[EXERCISE AIM] Print out every line, exactly as written.

_ _ _ _

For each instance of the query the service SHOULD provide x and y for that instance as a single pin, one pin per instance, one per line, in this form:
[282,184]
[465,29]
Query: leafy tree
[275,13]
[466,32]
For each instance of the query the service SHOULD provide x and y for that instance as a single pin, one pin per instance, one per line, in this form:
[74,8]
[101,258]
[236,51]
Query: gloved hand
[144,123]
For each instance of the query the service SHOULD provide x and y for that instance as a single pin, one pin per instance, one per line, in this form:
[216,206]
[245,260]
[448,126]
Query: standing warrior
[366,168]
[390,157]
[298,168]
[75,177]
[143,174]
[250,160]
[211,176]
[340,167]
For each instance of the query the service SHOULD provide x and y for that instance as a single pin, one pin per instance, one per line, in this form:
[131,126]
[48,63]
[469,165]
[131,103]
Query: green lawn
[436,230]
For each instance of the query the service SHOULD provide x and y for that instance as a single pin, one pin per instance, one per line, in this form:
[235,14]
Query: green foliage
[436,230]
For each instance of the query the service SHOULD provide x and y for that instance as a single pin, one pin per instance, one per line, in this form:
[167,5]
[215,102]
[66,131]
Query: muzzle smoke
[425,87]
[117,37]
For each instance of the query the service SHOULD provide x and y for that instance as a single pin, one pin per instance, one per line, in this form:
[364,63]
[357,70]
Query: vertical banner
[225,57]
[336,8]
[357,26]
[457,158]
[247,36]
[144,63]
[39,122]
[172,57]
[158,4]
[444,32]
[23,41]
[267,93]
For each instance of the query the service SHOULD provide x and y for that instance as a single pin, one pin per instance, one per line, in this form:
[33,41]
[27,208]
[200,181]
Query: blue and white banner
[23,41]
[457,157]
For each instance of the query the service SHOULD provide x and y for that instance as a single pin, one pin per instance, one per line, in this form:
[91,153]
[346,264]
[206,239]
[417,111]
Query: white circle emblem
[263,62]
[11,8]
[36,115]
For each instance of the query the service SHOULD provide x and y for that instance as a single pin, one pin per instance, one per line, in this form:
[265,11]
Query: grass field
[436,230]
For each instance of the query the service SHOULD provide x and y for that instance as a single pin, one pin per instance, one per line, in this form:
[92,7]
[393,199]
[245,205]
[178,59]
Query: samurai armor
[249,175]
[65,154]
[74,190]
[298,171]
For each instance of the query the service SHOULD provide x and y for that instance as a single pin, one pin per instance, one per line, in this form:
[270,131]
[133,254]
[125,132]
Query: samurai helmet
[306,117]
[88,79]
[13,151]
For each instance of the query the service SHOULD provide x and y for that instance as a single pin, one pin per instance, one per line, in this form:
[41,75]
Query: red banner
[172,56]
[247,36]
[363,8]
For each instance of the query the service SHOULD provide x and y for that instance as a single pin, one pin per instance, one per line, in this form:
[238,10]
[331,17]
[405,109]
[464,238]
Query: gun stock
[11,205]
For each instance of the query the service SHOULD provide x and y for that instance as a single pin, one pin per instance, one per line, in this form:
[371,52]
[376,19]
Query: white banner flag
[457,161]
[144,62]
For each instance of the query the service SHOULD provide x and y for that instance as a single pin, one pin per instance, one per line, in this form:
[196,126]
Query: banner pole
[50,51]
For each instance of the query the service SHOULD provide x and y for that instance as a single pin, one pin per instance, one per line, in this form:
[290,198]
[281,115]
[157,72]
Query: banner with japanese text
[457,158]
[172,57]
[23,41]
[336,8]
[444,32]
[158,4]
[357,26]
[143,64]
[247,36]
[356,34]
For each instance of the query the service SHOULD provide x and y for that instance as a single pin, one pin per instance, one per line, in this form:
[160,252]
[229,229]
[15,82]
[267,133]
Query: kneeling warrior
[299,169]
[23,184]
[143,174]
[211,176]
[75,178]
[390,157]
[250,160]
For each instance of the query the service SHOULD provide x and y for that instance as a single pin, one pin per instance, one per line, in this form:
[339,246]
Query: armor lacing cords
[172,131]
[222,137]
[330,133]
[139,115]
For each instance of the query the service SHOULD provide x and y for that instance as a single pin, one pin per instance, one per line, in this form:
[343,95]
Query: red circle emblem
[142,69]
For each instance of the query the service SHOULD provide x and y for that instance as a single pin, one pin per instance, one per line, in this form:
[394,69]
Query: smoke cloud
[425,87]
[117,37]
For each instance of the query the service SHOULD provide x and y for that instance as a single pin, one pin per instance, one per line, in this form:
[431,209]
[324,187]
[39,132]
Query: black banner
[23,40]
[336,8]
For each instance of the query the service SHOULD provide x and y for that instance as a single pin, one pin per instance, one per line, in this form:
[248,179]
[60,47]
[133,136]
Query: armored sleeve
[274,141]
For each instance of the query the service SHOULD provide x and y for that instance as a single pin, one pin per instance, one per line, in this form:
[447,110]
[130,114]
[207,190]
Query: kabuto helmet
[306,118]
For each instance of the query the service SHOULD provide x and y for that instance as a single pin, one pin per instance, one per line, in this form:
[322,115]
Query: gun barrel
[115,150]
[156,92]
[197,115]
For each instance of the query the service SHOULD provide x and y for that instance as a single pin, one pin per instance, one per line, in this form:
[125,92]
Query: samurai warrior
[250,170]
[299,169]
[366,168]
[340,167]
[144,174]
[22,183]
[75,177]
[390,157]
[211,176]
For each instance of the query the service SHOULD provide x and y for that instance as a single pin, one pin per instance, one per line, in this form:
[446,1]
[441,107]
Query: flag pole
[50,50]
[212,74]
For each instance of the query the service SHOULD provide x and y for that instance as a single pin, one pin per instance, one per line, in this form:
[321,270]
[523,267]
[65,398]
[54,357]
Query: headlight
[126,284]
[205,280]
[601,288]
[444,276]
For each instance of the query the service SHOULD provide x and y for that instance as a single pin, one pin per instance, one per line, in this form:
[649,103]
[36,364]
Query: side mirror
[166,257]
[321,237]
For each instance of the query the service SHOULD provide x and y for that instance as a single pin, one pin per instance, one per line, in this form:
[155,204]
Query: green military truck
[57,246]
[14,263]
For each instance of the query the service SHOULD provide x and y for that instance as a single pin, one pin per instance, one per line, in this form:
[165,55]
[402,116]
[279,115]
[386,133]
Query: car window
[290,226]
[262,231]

_ _ _ _

[THE RESPONSE]
For each instance of the query the service SHOULD provide x and y for that instance as a single pin, one pin per instance, one per line, in this form:
[282,184]
[465,29]
Query: leafy tree
[275,13]
[466,32]
For each instance of the query the service SHOULD provide x and y for that instance as a single pin, one pin per instance, one per line, in this form:
[74,8]
[101,258]
[236,51]
Query: gloved hand
[144,123]
For each instance of the query the service SHOULD provide x and y for that instance as a single pin, one pin per instance, one per line, in this form:
[216,206]
[245,260]
[448,126]
Query: standing warrior
[366,168]
[390,157]
[298,168]
[75,177]
[143,174]
[250,160]
[211,176]
[340,167]
For each instance of the query the service SHOULD provide x and y for that instance as a single pin, one pin per instance, one per line, in this form:
[131,126]
[48,63]
[469,165]
[131,103]
Query: green lawn
[436,230]
For each instance of the query the service SHOULD provide x and y for that instance as a single pin, one pin per instance, one per line, in this form:
[235,14]
Query: green foliage
[436,230]
For each instance of the query the service SHOULD provide x and y for that instance as a single pin, one pin per instance, one per line, in this form:
[167,5]
[215,102]
[66,131]
Query: muzzle smoke
[425,87]
[117,37]
For each instance of the query the service SHOULD provide x and y for that instance as a single pin, one pin per instance, one per line, in this form:
[364,63]
[357,70]
Query: vertical banner
[225,57]
[336,8]
[357,26]
[457,158]
[247,36]
[144,63]
[39,122]
[172,57]
[158,4]
[444,32]
[23,41]
[267,93]
For each instance of the query the service SHOULD provide x and y for that instance as a single pin, one pin per instance, one per line, in this form:
[33,41]
[27,208]
[200,181]
Query: blue and white banner
[23,41]
[457,157]
For each instance of the query the service SHOULD provide x and y for that instance as a single pin, one pin per instance, one per line, in this form:
[91,153]
[346,264]
[206,239]
[417,111]
Query: white circle emblem
[263,62]
[11,8]
[36,115]
For each instance of the query the service SHOULD provide x and y for that instance as a single pin, one pin per instance, one per line, in this form:
[265,11]
Query: grass field
[436,230]
For each instance of the query the service SHOULD provide x and y for that instance as a single pin, one pin per instance, one per line, in this form:
[92,7]
[393,199]
[245,205]
[178,59]
Query: samurai armor
[249,175]
[65,154]
[74,190]
[298,171]
For each instance of the query the service SHOULD provide x and y for that instance as a single pin, one pin per instance, one per line, in this form:
[270,131]
[133,254]
[125,132]
Query: samurai helmet
[306,117]
[88,79]
[13,151]
For each instance of the query the service SHOULD provide x and y for that instance as a single pin, one pin per instance, one per line, in this form:
[41,75]
Query: red banner
[172,56]
[247,36]
[363,8]
For each instance of the query the service SHOULD provide x and y for that instance as a single pin, one pin per instance, one per line, in this form:
[238,10]
[331,17]
[405,109]
[464,238]
Query: gun stock
[11,205]
For each instance of the query the service SHOULD provide x and y for that instance as a single pin, one pin per instance, one per line, in this form:
[371,52]
[376,19]
Query: white banner flag
[457,161]
[144,62]
For each instance of the query the service SHOULD provide x and y for that instance as a single pin, one pin per instance, one per line, in this form:
[196,126]
Query: banner pole
[50,51]
For each instance of the query the service SHOULD provide x and y for that instance as a single pin, one pin per instance, one per line, in this form:
[290,198]
[281,115]
[157,72]
Query: banner with japanese text
[457,158]
[172,57]
[23,41]
[336,8]
[444,32]
[158,4]
[357,26]
[143,64]
[247,36]
[356,34]
For each instance of the query the service SHOULD provide x and y for that instance as a single pin, one pin per instance, one per line, in this form:
[160,252]
[229,229]
[15,82]
[267,133]
Query: kneeling warrior
[299,169]
[23,184]
[143,174]
[211,176]
[75,178]
[390,157]
[250,160]
For each instance of the query the service SHOULD provide x and y for that instance as a single pin, one pin per instance, one per line, in this form:
[339,246]
Query: armor lacing cords
[172,131]
[222,137]
[330,133]
[139,115]
For each instance of the query the service SHOULD provide x and y for that instance as a single pin, one pin per instance, one per line, in this form:
[343,95]
Query: red circle emblem
[142,69]
For each instance of the query the service SHOULD provide x and y for that instance as a single pin, one pin per instance, one per line, in this form:
[394,69]
Query: smoke cloud
[425,87]
[117,37]
For each instance of the query the service SHOULD provide x and y for that instance as a single pin, one pin per instance, one per line, in this form:
[431,209]
[324,187]
[39,132]
Query: black banner
[23,40]
[336,8]
For each instance of the query the service SHOULD provide x and y for that instance as a single pin, one pin per instance, one per line, in this form:
[248,179]
[60,47]
[133,136]
Query: armored sleeve
[274,141]
For each instance of the query the service SHOULD provide x and y for that instance as a single pin, one pin per instance, one per line, in this form:
[447,110]
[130,114]
[207,190]
Query: kabuto helmet
[306,118]
For each instance of the query the service SHOULD provide x and y for that instance as a single pin, one pin per instance, one per line, in this form:
[322,115]
Query: gun barrel
[115,150]
[156,92]
[197,115]
For each instance of the query the service SHOULD provide x and y for that instance as a single pin, one pin per instance, one per line, in this form:
[125,92]
Query: samurai warrior
[250,170]
[299,169]
[366,168]
[340,167]
[144,174]
[22,183]
[75,177]
[390,157]
[211,176]
For each instance of the query the service SHOULD provide x and y for that instance as a single pin, one pin per instance, one per line, in this form:
[446,1]
[441,107]
Query: flag pole
[50,50]
[212,74]
For each instance of the query the service SHOULD provide x and y for that instance as a single pin, one pin per instance, one per line, in this form:
[321,270]
[523,267]
[65,398]
[54,357]
Query: headlight
[126,284]
[205,280]
[601,288]
[444,276]
For each instance of the query the service SHOULD provide x and y for that instance as a single pin, one pin per instance, one per line, in this form:
[649,103]
[36,364]
Query: side mirror
[166,257]
[321,237]
For each instance of the query the service SHOULD provide x and y for that instance as a single pin, one pin per instance, one per line, in this form:
[155,204]
Query: green military truck
[57,246]
[14,263]
For each instance of the query the service SHOULD provide x and y for that instance as a single pin, one pin per instance, one per line, in this form:
[165,55]
[402,116]
[279,115]
[386,133]
Query: car window
[290,226]
[262,231]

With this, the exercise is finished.